◆ ACTIVITIES:
1) In the excerpt about Manny's Delivery Service, how much money did the indictment say was moved by Uber in one instance?
2) Reproduce the passage of the Manny's Delivery Service excerpt starting at "These guys reportedly" and ending at "particularly from Mexico.".

(PAGE EXCERPT)

Federal agents had busted an enterprise known as Manny’s Delivery Service, an organization that they alleged distributed heroin across the San Fernando Valley to customers who’d call in and place their orders.
Manny was the street name of the lead defendant, Sigifrido Gurrola Barrientos (see photo).
These guys reportedly used Uber to transport the proceeds – $129,000 in one instance, according to the indictment. (Read the press release here.)
They seemed to replicate the system that was perfected and taken nationwide by the folks from Xalisco, Nayarit, which I wrote about in my book, Dreamland.
As it turns out, according to defense attorneys, Manny’s was allegedly run by fellows from the Mexican states of Puebla and Guanajuato, which are not states I’ve associated with drug trafficking. Not sure where Mr. Gurrola Barrientos is from. But it’s not surprising the business model would be used by others. There’s no trademark or copyright in the underworld.
I was intrigued by the case as well because I’m fascinated by all the ingenuity displayed in that vast, profit-motivated culture of drug trafficking, particularly from Mexico.
In the 1990s, American medicine began to claim that opiate painkillers could be prescribed virtually indiscriminately, with little risk of addiction to patients. The result over the next two decades was a huge increase in our national supply of painkillers.

(End PAGE EXCERPT)
(DATASET CONTENT)

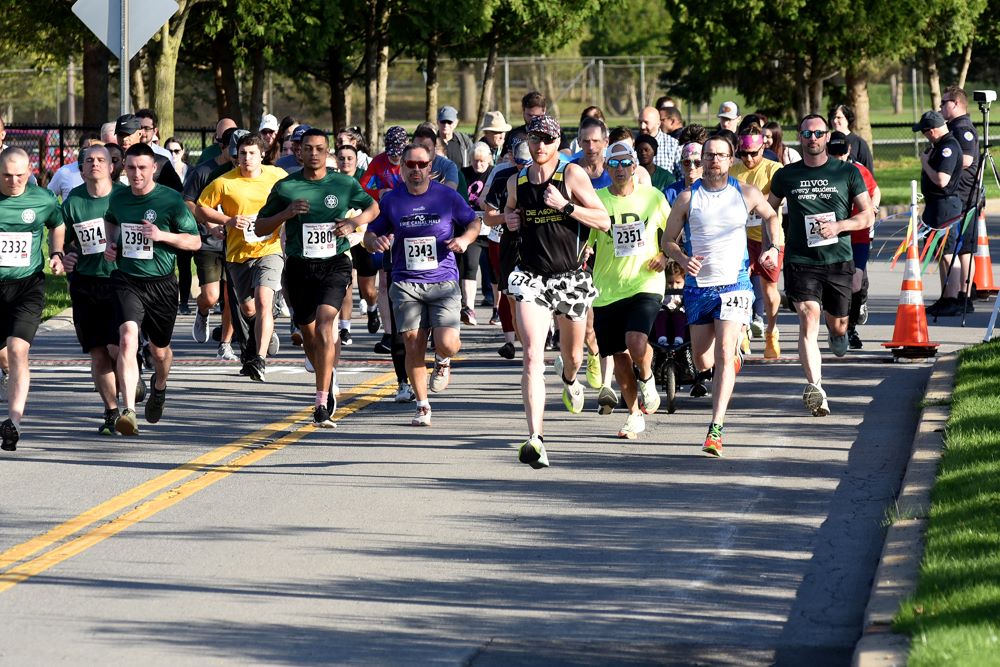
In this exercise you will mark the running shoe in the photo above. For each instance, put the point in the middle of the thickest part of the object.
(154, 404)
(200, 327)
(634, 425)
(321, 417)
(374, 321)
(713, 441)
(594, 376)
(404, 393)
(815, 399)
(127, 424)
(649, 397)
(838, 345)
(225, 353)
(422, 417)
(440, 377)
(9, 436)
(255, 369)
(607, 400)
(573, 397)
(772, 348)
(854, 340)
(532, 452)
(110, 418)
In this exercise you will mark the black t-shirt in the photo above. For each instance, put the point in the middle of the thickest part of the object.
(945, 156)
(967, 137)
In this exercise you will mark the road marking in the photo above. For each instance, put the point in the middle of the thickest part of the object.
(363, 394)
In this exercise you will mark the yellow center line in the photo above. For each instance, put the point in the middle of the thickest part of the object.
(365, 393)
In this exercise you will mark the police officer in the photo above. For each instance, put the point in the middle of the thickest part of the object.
(940, 177)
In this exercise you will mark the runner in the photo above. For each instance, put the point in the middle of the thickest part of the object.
(717, 292)
(253, 263)
(90, 276)
(628, 275)
(819, 264)
(421, 222)
(25, 210)
(312, 203)
(149, 223)
(551, 205)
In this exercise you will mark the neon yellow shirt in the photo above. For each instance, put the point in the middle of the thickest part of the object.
(623, 252)
(240, 195)
(759, 176)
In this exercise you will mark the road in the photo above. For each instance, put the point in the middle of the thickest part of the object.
(233, 532)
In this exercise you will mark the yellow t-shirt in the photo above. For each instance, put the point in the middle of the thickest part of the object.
(239, 195)
(760, 176)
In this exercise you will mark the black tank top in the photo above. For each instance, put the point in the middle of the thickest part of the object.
(551, 241)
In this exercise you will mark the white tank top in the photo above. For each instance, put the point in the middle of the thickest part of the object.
(716, 230)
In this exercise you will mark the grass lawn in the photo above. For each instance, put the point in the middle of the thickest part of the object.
(954, 617)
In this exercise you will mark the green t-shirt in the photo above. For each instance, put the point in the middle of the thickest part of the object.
(816, 194)
(22, 220)
(165, 208)
(83, 216)
(329, 199)
(623, 252)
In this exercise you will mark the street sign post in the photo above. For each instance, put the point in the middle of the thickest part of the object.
(124, 31)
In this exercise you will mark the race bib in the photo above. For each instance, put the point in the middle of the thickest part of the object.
(736, 306)
(421, 253)
(812, 222)
(523, 286)
(90, 233)
(15, 248)
(318, 240)
(135, 244)
(629, 238)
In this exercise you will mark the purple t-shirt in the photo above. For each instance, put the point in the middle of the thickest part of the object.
(422, 224)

(End DATASET CONTENT)

◆ RESULTS OF THE EXERCISE:
1) $129,000

2)
These guys reportedly used Uber to transport the proceeds – $129,000 in one instance, according to the indictment. (Read the press release here.)
They seemed to replicate the system that was perfected and taken nationwide by the folks from Xalisco, Nayarit, which I wrote about in my book, Dreamland.
As it turns out, according to defense attorneys, Manny’s was allegedly run by fellows from the Mexican states of Puebla and Guanajuato, which are not states I’ve associated with drug trafficking. Not sure where Mr. Gurrola Barrientos is from. But it’s not surprising the business model would be used by others. There’s no trademark or copyright in the underworld.
I was intrigued by the case as well because I’m fascinated by all the ingenuity displayed in that vast, profit-motivated culture of drug trafficking, particularly from Mexico.